Los conciertos fueron un éxito absoluto. Ahí está la gracia de tocar en directo, al menos para mí. Incluso ahora, con independencia de la situación personal tormentosa que esté pasando, todo queda a un lado. Por entonces, cuando estaba en el escenario me sentía distinto a cuando me bajaba. Era el único momento en el que notaba que tenía el control de lo que hacía.

Fueron acontecimientos importantísimos. Cary Grant estaba entre bambalinas, y era increíblemente guapo. Invité a cantar conmigo a un coro de góspel, el James Cleveland’s Southern California Community Choir. Le pedí a Billi Jean King que saliera a cantar coros en «Philadelphia Freedom». Los guardias de seguridad vestían unos chándales ridículos de una sola pieza, de color lila y con volantes. Hice que el responsable del concesionario de coches de segunda mano más famoso de California, un tipo llamado Cal Worthington, se subiera al escenario con un león (a saber por qué, pero supongo que aquello contribuía al regocijo general). Incluso Bernie salió a saludar al público, algo que nunca sucedía.

Tarea: Transcriba sin cambios el pasaje del fragmento sobre los conciertos que comienza en las palabras "Fueron acontecimientos importantísimos." y termina después de "que nunca sucedía.". Los registros no intervienen en este ejercicio.

Datos para análisis:
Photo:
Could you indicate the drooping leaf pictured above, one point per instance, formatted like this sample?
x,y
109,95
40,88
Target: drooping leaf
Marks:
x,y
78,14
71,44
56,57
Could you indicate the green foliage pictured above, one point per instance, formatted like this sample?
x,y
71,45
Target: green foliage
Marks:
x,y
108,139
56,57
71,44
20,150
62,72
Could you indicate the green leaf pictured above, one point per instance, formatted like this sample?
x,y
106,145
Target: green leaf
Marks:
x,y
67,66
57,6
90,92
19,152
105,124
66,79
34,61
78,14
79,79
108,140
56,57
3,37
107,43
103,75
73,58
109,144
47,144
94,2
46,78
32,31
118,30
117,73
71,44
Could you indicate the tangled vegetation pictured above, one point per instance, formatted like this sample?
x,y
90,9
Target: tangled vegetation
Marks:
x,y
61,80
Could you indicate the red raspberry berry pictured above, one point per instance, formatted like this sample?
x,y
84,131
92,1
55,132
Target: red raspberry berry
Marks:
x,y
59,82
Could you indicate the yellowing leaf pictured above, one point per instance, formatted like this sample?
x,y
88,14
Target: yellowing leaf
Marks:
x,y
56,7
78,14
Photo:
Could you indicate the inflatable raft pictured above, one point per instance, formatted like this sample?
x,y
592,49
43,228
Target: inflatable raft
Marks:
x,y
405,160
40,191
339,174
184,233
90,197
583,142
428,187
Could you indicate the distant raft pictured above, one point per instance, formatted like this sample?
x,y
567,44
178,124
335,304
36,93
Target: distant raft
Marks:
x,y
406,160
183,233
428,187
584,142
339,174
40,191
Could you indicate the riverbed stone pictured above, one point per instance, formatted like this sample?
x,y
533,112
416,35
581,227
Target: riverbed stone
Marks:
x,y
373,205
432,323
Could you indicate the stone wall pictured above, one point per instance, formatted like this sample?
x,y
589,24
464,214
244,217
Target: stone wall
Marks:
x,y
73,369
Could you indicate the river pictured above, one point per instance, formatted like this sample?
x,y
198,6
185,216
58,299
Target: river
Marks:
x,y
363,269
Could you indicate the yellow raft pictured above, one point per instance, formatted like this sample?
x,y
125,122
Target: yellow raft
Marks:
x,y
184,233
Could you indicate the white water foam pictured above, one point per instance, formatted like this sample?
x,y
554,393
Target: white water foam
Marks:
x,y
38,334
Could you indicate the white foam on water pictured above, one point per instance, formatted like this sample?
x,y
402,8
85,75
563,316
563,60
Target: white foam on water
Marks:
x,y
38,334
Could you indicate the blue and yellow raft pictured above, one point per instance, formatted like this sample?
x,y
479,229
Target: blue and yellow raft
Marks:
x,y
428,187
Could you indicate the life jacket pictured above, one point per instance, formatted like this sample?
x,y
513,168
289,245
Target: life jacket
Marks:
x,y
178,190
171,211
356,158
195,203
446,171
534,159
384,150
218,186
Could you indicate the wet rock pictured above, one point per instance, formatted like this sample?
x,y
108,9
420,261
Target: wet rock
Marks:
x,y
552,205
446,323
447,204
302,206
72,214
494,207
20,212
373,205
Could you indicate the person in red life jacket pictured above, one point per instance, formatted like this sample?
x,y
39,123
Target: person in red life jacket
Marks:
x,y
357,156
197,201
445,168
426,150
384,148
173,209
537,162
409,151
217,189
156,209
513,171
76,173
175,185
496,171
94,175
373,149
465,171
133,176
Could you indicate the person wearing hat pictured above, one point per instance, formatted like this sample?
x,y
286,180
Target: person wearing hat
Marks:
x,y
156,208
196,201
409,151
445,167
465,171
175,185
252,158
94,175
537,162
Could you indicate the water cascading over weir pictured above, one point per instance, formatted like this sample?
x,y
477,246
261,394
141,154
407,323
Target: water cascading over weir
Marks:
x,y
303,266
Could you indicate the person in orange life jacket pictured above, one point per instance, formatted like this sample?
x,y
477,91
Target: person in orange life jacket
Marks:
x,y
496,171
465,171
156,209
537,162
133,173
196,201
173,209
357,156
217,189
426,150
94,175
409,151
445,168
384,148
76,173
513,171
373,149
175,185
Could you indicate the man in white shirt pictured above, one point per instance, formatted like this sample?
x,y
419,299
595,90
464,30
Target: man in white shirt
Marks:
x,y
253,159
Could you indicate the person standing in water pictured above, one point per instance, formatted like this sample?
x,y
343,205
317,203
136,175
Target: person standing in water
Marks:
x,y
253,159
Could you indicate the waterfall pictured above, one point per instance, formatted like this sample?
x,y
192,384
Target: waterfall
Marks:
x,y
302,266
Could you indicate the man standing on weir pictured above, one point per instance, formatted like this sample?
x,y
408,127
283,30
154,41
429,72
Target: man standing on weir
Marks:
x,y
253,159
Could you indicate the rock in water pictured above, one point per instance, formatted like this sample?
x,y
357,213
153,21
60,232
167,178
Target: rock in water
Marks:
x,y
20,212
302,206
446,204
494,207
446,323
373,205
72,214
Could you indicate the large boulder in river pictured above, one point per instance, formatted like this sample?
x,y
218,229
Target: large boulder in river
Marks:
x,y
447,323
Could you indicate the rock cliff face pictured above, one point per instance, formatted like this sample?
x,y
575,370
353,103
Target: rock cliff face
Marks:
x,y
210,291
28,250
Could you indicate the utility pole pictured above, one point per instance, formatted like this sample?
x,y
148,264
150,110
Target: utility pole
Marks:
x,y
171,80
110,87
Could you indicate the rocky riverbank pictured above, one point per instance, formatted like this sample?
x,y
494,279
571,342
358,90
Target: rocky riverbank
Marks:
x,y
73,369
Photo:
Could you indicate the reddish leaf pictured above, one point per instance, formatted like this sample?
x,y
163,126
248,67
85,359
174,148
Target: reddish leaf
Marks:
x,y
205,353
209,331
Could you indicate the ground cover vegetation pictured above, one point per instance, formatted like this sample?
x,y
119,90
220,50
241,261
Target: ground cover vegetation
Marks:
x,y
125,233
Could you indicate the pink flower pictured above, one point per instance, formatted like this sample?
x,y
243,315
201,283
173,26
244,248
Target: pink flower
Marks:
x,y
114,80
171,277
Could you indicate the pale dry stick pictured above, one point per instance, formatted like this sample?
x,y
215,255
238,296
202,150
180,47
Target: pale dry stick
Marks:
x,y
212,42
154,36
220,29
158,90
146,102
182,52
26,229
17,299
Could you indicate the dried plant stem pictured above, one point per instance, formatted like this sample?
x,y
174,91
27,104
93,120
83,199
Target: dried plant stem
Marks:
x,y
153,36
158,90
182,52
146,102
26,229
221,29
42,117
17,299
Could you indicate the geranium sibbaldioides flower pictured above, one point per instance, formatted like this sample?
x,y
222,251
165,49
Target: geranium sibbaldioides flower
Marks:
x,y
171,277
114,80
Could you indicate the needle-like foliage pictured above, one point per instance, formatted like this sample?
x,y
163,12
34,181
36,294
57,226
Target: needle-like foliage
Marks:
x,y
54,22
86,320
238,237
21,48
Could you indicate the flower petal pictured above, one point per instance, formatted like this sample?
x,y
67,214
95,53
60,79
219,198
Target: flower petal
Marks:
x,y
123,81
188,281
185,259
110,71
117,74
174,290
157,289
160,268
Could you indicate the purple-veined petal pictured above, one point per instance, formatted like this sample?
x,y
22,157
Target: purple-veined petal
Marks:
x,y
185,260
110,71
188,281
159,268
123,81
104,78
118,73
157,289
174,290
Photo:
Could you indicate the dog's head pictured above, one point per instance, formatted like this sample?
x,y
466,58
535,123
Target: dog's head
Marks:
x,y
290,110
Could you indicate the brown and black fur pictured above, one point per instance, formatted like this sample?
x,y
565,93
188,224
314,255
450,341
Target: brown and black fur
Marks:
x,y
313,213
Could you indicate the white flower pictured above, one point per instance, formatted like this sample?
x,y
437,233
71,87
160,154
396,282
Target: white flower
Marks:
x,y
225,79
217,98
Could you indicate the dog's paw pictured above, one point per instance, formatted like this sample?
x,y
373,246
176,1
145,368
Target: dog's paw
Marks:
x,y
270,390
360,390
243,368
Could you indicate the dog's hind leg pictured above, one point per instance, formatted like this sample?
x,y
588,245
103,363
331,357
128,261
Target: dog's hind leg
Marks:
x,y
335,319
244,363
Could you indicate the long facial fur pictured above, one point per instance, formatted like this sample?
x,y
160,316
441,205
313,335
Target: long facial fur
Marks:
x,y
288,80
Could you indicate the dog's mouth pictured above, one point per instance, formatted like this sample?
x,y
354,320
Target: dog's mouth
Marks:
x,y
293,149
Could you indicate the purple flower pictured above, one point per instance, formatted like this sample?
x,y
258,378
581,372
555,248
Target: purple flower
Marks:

Respuesta:
Fueron acontecimientos importantísimos. Cary Grant estaba entre bambalinas, y era increíblemente guapo. Invité a cantar conmigo a un coro de góspel, el James Cleveland’s Southern California Community Choir. Le pedí a Billi Jean King que saliera a cantar coros en «Philadelphia Freedom». Los guardias de seguridad vestían unos chándales ridículos de una sola pieza, de color lila y con volantes. Hice que el responsable del concesionario de coches de segunda mano más famoso de California, un tipo llamado Cal Worthington, se subiera al escenario con un león (a saber por qué, pero supongo que aquello contribuía al regocijo general). Incluso Bernie salió a saludar al público, algo que nunca sucedía.